#### Stated goal A:
From the text on entrepreneurship education below, list every count it gives of courses, faculty members, or students.
#### Stated goal B:
Pull out each line of the listing below that contains the string "blonde", and copy it.

----- Reading passage

Tag Archives: West Coast Research Symposium

WCRS: improving entrepreneurship education

Entrepreneurship education is in demand. In fact, it’s one of the fastest growing subjects on today’s college campuses. According to a 2013 paper published by the Kauffman Foundation, only 250 entrepreneurship courses were taught in the United States in 1985. By 2008, that number had ballooned to 5,000. Today, over 9,000 faculty members teach at least one course in entrepreneurship and more than 400,000 college students take classes on the subject. As the number of future founders and entrepreneurs taking these classes continues to grow, it is crucial that faculty deliver the best possible content, developed from cutting-edge research. Enter the West Coast Research Symposium on Technology Entrepreneurship, an annual conference that brings together scholars from major universities to share their latest insights into the world of innovation and entrepreneurship.

WCRS faculty and PhD students share ideas over dinner.
WCRS faculty and PhD students share ideas over dinner.

----------
----- Input records

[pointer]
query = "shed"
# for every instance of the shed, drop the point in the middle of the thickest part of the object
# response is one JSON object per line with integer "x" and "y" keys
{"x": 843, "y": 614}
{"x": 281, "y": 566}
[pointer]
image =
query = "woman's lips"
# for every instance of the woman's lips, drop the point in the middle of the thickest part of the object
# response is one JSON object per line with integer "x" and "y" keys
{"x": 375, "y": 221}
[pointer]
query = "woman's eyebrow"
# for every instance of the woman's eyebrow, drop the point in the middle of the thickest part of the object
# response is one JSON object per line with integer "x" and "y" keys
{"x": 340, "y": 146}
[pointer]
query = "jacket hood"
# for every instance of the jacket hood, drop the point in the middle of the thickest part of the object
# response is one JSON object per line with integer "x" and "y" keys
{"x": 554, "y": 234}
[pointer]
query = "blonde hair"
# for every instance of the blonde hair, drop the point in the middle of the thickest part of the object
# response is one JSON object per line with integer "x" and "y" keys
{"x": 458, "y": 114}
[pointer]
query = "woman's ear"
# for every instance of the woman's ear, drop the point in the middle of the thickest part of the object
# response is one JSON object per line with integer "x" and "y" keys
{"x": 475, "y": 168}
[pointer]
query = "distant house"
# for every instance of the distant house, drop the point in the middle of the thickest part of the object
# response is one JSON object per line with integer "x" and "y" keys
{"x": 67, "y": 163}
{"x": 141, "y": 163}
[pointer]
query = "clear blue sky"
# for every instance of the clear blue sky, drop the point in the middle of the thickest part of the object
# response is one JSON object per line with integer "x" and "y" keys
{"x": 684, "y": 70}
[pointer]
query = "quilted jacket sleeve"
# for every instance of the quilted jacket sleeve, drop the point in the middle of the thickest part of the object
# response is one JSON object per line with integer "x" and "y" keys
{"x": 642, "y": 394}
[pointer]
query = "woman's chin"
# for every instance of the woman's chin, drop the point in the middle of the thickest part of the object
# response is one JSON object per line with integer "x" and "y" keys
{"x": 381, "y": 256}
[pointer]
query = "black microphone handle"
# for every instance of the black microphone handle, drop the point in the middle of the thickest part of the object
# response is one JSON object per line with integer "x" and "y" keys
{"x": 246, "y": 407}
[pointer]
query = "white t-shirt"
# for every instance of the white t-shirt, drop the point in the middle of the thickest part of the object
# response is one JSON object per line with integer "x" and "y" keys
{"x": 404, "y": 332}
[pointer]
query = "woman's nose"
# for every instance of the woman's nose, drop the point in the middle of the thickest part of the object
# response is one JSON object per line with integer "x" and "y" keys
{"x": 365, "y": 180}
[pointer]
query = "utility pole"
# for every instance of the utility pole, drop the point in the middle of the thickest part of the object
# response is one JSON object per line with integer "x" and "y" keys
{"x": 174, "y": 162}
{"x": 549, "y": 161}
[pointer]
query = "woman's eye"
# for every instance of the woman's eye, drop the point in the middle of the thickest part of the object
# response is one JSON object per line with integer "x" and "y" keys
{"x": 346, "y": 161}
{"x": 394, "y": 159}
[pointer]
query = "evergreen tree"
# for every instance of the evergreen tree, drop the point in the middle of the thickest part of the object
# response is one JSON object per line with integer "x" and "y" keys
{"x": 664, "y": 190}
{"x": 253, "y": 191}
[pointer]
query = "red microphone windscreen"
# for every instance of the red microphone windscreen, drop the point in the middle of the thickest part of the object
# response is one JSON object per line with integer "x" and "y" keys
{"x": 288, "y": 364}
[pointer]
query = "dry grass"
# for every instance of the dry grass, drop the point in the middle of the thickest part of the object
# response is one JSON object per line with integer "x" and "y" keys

----------

#### Complete answer A:
- 250 entrepreneurship courses taught in the United States in 1985
- 5,000 courses by 2008
- Over 9,000 faculty members teaching at least one course in entrepreneurship today
- More than 400,000 college students taking classes on the subject

#### Complete answer B:
query = "blonde hair"
# for every instance of the blonde hair, drop the point in the middle of the thickest part of the object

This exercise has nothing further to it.